**To do:** Emit the line that holds "Identify the jersey" and all lines following it through the end of the data, verbatim, and nothing else.

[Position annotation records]
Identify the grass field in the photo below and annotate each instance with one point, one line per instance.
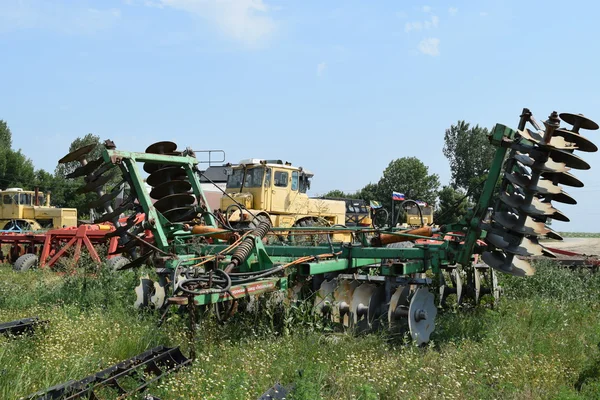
(540, 343)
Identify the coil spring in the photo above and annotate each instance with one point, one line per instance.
(242, 252)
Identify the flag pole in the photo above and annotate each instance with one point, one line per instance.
(393, 206)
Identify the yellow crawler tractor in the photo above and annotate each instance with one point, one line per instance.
(276, 190)
(30, 210)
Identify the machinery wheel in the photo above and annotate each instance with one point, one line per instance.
(17, 225)
(116, 263)
(311, 239)
(397, 245)
(25, 262)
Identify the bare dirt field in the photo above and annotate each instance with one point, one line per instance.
(587, 246)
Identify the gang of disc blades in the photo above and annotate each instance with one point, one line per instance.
(582, 143)
(119, 231)
(579, 120)
(562, 197)
(530, 228)
(97, 183)
(166, 174)
(137, 262)
(170, 187)
(549, 166)
(500, 262)
(174, 201)
(324, 297)
(563, 178)
(161, 147)
(180, 214)
(543, 186)
(115, 214)
(524, 247)
(77, 154)
(421, 315)
(105, 198)
(86, 169)
(556, 142)
(569, 159)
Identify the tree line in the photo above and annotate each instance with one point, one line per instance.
(469, 154)
(16, 170)
(466, 147)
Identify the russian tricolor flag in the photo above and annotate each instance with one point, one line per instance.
(397, 196)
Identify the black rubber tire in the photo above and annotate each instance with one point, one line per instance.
(25, 262)
(117, 262)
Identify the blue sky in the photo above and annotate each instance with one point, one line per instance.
(339, 87)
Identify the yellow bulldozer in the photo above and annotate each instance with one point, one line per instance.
(276, 190)
(30, 210)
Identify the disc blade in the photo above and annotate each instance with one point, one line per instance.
(86, 169)
(180, 214)
(166, 174)
(582, 143)
(174, 201)
(137, 262)
(515, 244)
(161, 147)
(562, 197)
(169, 188)
(579, 121)
(563, 178)
(543, 186)
(116, 213)
(530, 228)
(549, 166)
(76, 155)
(569, 159)
(556, 142)
(500, 262)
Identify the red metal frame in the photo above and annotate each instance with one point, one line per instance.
(56, 242)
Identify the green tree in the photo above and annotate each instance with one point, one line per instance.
(407, 175)
(470, 154)
(369, 192)
(452, 206)
(5, 135)
(341, 194)
(64, 193)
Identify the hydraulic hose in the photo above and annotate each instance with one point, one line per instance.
(242, 252)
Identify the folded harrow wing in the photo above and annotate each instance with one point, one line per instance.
(381, 277)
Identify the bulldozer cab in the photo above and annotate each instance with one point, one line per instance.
(269, 185)
(14, 200)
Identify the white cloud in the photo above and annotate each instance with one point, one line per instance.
(430, 46)
(422, 25)
(321, 67)
(247, 21)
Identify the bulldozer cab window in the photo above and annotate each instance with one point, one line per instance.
(295, 180)
(25, 199)
(268, 178)
(304, 184)
(254, 177)
(234, 181)
(281, 178)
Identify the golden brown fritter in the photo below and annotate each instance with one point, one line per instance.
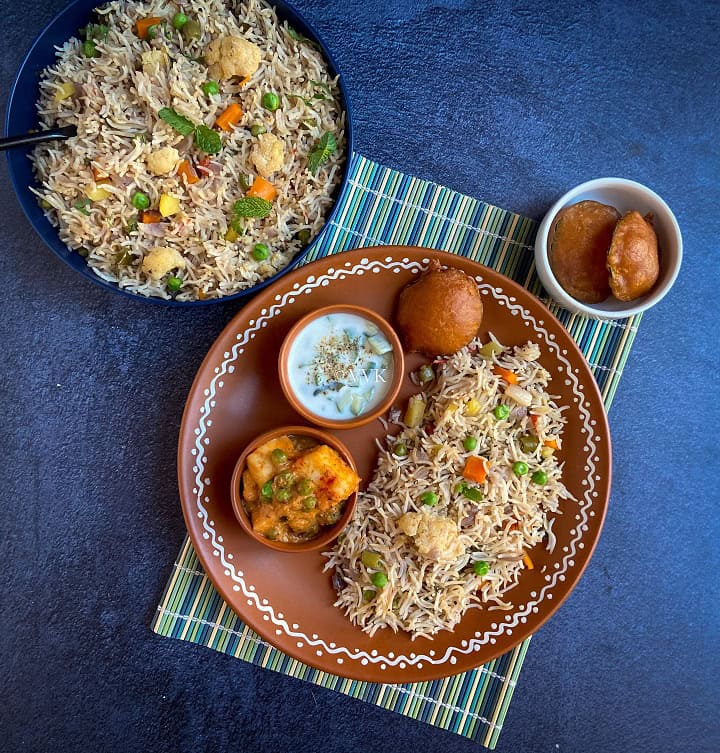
(440, 312)
(633, 258)
(579, 243)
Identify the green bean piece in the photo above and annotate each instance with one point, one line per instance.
(278, 456)
(400, 449)
(520, 468)
(89, 49)
(140, 200)
(425, 373)
(529, 443)
(472, 493)
(371, 559)
(501, 412)
(191, 30)
(260, 252)
(270, 101)
(481, 567)
(282, 495)
(429, 498)
(490, 349)
(379, 580)
(304, 486)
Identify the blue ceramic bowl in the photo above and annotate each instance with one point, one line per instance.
(21, 117)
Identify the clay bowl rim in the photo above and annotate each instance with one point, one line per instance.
(398, 366)
(241, 514)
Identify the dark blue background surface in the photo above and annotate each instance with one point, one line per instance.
(514, 105)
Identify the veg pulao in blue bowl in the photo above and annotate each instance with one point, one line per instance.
(214, 141)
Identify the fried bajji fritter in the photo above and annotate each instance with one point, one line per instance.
(580, 239)
(440, 312)
(633, 259)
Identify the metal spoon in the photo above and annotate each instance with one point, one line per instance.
(55, 134)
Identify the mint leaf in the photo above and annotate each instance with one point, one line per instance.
(252, 206)
(207, 140)
(321, 152)
(181, 124)
(98, 32)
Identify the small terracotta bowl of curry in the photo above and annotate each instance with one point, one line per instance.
(294, 488)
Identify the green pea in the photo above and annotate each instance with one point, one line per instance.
(278, 456)
(400, 449)
(260, 252)
(285, 478)
(371, 559)
(304, 486)
(472, 493)
(379, 580)
(481, 567)
(529, 443)
(140, 200)
(179, 20)
(501, 412)
(191, 30)
(520, 468)
(425, 373)
(89, 49)
(270, 101)
(429, 498)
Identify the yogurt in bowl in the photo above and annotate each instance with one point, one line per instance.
(341, 366)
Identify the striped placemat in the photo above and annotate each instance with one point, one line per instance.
(384, 206)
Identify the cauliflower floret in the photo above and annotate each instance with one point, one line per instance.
(163, 160)
(435, 537)
(232, 56)
(160, 260)
(153, 61)
(528, 352)
(268, 154)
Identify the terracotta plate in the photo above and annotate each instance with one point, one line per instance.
(286, 597)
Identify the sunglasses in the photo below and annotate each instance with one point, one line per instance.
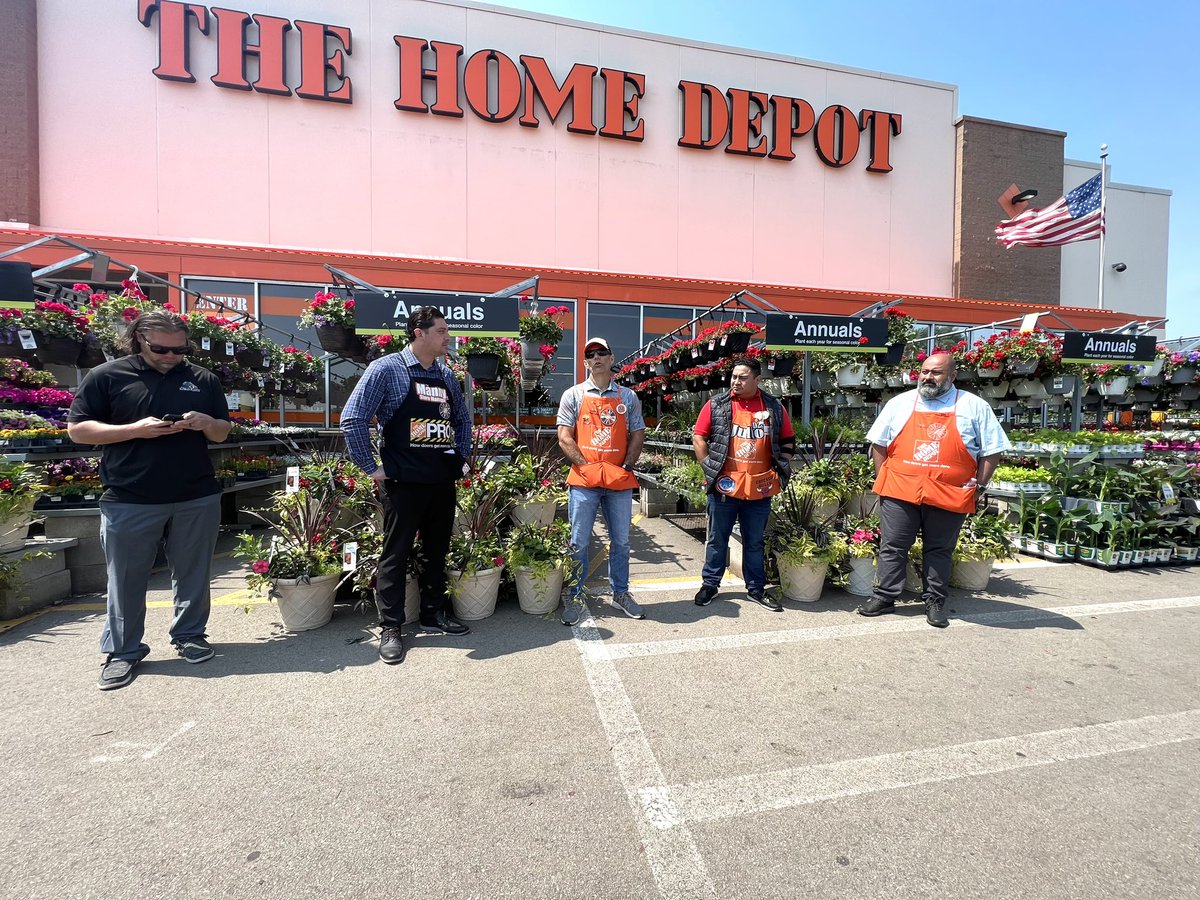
(178, 351)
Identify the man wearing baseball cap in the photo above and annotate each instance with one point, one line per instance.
(600, 431)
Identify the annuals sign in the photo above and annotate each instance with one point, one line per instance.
(826, 333)
(439, 78)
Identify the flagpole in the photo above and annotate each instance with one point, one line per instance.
(1104, 156)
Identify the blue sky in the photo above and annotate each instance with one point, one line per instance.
(1104, 71)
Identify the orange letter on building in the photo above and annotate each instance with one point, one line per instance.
(883, 126)
(695, 94)
(792, 117)
(576, 88)
(745, 125)
(315, 63)
(233, 49)
(173, 57)
(837, 136)
(617, 107)
(444, 76)
(475, 78)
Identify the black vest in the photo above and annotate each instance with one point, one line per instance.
(418, 441)
(721, 408)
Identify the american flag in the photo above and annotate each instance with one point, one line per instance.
(1075, 217)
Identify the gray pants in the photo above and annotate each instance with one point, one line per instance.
(130, 534)
(900, 522)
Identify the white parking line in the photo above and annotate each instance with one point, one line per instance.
(723, 798)
(888, 624)
(671, 852)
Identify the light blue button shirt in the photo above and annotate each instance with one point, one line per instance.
(978, 426)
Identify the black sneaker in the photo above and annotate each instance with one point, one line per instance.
(195, 649)
(763, 599)
(876, 607)
(118, 672)
(391, 647)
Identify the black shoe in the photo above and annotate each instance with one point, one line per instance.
(391, 647)
(445, 623)
(765, 599)
(876, 607)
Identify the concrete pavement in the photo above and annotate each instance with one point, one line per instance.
(1044, 745)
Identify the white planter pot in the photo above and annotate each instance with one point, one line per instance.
(851, 376)
(538, 594)
(305, 606)
(803, 582)
(1114, 387)
(971, 575)
(474, 595)
(13, 531)
(534, 513)
(862, 576)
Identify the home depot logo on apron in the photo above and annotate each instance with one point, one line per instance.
(928, 463)
(603, 436)
(748, 473)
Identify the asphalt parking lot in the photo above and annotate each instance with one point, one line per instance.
(1044, 745)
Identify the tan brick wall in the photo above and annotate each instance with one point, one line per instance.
(990, 156)
(18, 112)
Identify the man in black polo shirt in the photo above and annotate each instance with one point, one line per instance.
(154, 414)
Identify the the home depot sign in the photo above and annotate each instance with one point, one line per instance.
(437, 78)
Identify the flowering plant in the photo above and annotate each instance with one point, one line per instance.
(545, 327)
(328, 309)
(19, 484)
(57, 319)
(111, 315)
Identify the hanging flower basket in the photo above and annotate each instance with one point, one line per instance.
(336, 339)
(54, 351)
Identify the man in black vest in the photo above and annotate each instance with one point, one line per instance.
(426, 439)
(744, 442)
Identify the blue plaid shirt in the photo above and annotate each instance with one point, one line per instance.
(382, 391)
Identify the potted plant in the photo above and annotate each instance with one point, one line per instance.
(59, 330)
(803, 543)
(300, 564)
(983, 539)
(539, 557)
(862, 551)
(18, 492)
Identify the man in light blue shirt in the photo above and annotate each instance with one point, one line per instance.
(934, 448)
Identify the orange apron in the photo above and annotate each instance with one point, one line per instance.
(928, 463)
(748, 473)
(603, 435)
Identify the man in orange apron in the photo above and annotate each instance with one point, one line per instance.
(933, 448)
(742, 438)
(600, 431)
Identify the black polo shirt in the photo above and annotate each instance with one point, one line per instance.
(168, 469)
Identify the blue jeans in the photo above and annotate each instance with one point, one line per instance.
(130, 534)
(723, 513)
(618, 511)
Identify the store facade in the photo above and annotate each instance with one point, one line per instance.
(449, 147)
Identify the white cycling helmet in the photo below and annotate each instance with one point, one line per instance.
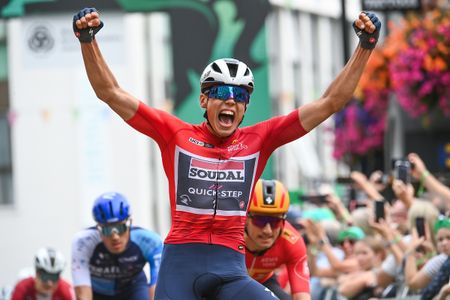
(227, 71)
(49, 260)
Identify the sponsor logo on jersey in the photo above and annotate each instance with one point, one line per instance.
(200, 143)
(128, 259)
(236, 146)
(228, 171)
(213, 186)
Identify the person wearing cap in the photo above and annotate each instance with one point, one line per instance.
(47, 284)
(108, 259)
(320, 242)
(271, 242)
(212, 167)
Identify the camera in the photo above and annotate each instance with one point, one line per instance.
(318, 200)
(402, 170)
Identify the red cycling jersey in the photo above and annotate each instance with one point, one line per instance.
(289, 250)
(211, 180)
(25, 290)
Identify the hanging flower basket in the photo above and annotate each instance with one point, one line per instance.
(420, 73)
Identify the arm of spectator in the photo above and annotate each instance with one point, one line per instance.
(301, 296)
(339, 209)
(356, 283)
(404, 193)
(421, 173)
(313, 268)
(340, 266)
(361, 180)
(384, 279)
(393, 238)
(313, 249)
(376, 178)
(444, 292)
(83, 292)
(413, 278)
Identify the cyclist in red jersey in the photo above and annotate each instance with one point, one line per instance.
(212, 167)
(272, 242)
(47, 284)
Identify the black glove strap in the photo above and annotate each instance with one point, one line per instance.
(86, 35)
(368, 40)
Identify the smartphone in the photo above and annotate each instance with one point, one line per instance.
(420, 226)
(314, 199)
(402, 170)
(344, 180)
(379, 210)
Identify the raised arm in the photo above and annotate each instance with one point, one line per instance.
(340, 91)
(86, 23)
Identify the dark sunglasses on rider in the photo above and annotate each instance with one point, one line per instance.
(118, 228)
(46, 276)
(225, 92)
(261, 221)
(351, 242)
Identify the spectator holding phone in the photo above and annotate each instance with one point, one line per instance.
(427, 179)
(362, 284)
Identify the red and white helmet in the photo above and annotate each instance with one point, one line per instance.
(227, 71)
(49, 260)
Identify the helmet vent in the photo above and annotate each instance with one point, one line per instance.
(102, 213)
(233, 69)
(216, 68)
(111, 209)
(52, 261)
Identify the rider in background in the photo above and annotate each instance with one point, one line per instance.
(212, 167)
(271, 242)
(47, 283)
(108, 259)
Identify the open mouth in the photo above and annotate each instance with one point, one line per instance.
(226, 118)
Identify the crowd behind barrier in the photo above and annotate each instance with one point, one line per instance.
(394, 244)
(360, 252)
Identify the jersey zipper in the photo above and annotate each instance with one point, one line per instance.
(215, 203)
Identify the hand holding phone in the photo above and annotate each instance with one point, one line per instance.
(420, 226)
(402, 170)
(379, 210)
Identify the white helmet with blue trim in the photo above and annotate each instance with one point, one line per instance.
(227, 71)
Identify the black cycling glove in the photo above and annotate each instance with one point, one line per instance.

**Exercise answer:**
Identify the jersey zipper in the photo above and annotate each instance with one point, one line per instance.
(215, 203)
Identify the hand holding phone in the photo above and annotate each instance with one point, one line per instance.
(420, 226)
(402, 170)
(379, 210)
Identify the white helmet with blue trim in the photo above and annotate each instance with one point, one line per instance.
(227, 71)
Identify the black cycling glove in the photo above and annotate each instance with one point, one line per instance.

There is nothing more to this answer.